| SOURCE INFORMATION |
+-------+

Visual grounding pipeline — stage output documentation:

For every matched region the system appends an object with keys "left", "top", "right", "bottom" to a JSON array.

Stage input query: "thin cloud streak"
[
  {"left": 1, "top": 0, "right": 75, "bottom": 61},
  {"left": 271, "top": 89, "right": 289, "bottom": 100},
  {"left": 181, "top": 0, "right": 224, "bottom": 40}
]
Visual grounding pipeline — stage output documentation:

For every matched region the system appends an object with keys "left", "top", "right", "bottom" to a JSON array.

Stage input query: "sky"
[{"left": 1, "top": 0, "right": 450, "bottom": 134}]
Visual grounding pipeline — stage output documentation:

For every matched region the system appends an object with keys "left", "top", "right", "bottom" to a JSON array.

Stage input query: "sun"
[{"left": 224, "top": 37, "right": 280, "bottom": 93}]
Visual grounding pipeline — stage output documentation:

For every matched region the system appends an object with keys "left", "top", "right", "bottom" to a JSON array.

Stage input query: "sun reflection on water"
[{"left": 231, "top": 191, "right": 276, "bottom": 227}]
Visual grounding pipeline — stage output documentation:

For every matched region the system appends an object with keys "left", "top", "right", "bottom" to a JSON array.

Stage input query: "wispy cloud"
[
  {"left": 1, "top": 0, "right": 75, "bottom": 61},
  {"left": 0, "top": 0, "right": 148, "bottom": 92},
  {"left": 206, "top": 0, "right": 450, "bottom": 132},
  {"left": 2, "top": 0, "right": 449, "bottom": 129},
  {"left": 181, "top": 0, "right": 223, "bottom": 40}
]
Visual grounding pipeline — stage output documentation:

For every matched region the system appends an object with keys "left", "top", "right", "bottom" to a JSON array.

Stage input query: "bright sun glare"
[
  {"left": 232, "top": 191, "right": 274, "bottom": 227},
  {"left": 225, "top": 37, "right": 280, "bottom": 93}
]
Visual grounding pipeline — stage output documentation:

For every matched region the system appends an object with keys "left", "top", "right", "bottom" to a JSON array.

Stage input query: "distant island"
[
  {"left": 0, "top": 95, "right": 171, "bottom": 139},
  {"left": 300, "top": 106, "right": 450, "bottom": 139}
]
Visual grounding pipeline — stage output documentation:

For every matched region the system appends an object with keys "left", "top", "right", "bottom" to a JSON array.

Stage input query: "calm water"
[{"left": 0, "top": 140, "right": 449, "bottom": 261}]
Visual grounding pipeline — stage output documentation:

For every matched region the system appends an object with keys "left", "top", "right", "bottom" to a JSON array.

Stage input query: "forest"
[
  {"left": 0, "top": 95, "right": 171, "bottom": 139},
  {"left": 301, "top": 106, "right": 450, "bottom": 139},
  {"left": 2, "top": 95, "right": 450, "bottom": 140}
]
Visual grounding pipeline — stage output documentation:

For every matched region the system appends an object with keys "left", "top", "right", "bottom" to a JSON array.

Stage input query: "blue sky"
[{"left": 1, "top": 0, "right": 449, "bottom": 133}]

+-------+

| EXERCISE REQUIREMENTS |
Once you have read the entries, repeat them all exactly.

| EXERCISE ANSWER |
Visual grounding pipeline — stage output documentation:

For every matched region the system appends an object with keys "left", "top", "right", "bottom" to a JSON array.

Stage input query: "thin cloud streak"
[
  {"left": 1, "top": 0, "right": 75, "bottom": 61},
  {"left": 271, "top": 89, "right": 289, "bottom": 100},
  {"left": 181, "top": 0, "right": 224, "bottom": 40}
]
Visual grounding pipeline — stage output documentation:

For every matched region the system appends an object with keys "left", "top", "right", "bottom" to a JSON array.

Stage input query: "sky"
[{"left": 1, "top": 0, "right": 450, "bottom": 134}]
Visual grounding pipeline — stage output documentation:

For every matched region the system appends an object with keys "left", "top", "right", "bottom" to a JSON array.

Stage input query: "sun"
[{"left": 224, "top": 37, "right": 280, "bottom": 93}]
Visual grounding pipeline — stage output documentation:

For every matched region the system appends an object with keys "left", "top", "right", "bottom" to a JSON array.

Stage input query: "sun reflection on water"
[{"left": 231, "top": 191, "right": 276, "bottom": 227}]
Visual grounding pipeline — stage output documentation:

For every matched region the system appends an object with keys "left", "top", "right", "bottom" to a JSON array.

Stage input query: "wispy cloud"
[
  {"left": 1, "top": 0, "right": 75, "bottom": 61},
  {"left": 0, "top": 0, "right": 148, "bottom": 92},
  {"left": 206, "top": 0, "right": 450, "bottom": 132},
  {"left": 2, "top": 0, "right": 449, "bottom": 129},
  {"left": 181, "top": 0, "right": 223, "bottom": 40}
]
Visual grounding pipeline — stage output documentation:

For every matched region the system appends an object with keys "left", "top", "right", "bottom" to a JSON array.

Stage input query: "bright sun glare"
[
  {"left": 232, "top": 191, "right": 274, "bottom": 227},
  {"left": 225, "top": 37, "right": 280, "bottom": 93}
]
Visual grounding pipeline — stage output documentation:

For every matched region the system appends an object with keys "left", "top", "right", "bottom" to a JSON array.

Stage input query: "distant island"
[
  {"left": 0, "top": 95, "right": 171, "bottom": 139},
  {"left": 300, "top": 106, "right": 450, "bottom": 139}
]
Visual grounding pipeline — stage output documentation:

For every matched region the system appends an object with keys "left", "top", "right", "bottom" to a JSON array.

Stage input query: "calm water"
[{"left": 0, "top": 140, "right": 449, "bottom": 261}]
Visual grounding pipeline — stage output documentation:

For every matched region the system appends an object with keys "left", "top", "right", "bottom" to a JSON array.

Stage input query: "forest"
[
  {"left": 0, "top": 95, "right": 171, "bottom": 139},
  {"left": 301, "top": 106, "right": 450, "bottom": 139},
  {"left": 2, "top": 95, "right": 450, "bottom": 140}
]
Visual grounding pipeline — stage output documentation:

For every matched region the system appends an object with keys "left", "top", "right", "bottom" to a JSON array.

Stage input query: "blue sky"
[{"left": 1, "top": 0, "right": 449, "bottom": 133}]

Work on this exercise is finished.